> PROVIDED MATERIAL:
□ □ □ □

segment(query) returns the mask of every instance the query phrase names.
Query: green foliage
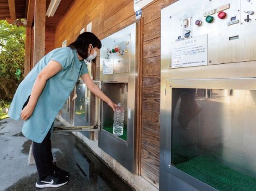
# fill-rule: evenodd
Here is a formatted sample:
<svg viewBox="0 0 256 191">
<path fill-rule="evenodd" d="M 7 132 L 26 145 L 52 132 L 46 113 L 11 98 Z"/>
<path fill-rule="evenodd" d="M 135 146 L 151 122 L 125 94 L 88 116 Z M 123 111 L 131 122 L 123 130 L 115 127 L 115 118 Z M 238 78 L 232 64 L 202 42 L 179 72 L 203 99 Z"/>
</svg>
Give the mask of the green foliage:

□ □ □ □

> REQUIRED WORK: Write the records above out again exactly, with no pictures in your copy.

> FINISHED TASK:
segment(query) returns the mask of every instance the query phrase names.
Query: green foliage
# fill-rule: evenodd
Here is a formatted sample:
<svg viewBox="0 0 256 191">
<path fill-rule="evenodd" d="M 7 132 L 26 145 L 52 132 L 46 113 L 11 98 Z"/>
<path fill-rule="evenodd" d="M 135 146 L 151 122 L 125 94 L 88 116 Z M 123 111 L 131 122 L 123 130 L 115 127 L 115 118 Z M 238 78 L 232 64 L 202 42 L 179 72 L 203 99 Z"/>
</svg>
Give the mask of the green foliage:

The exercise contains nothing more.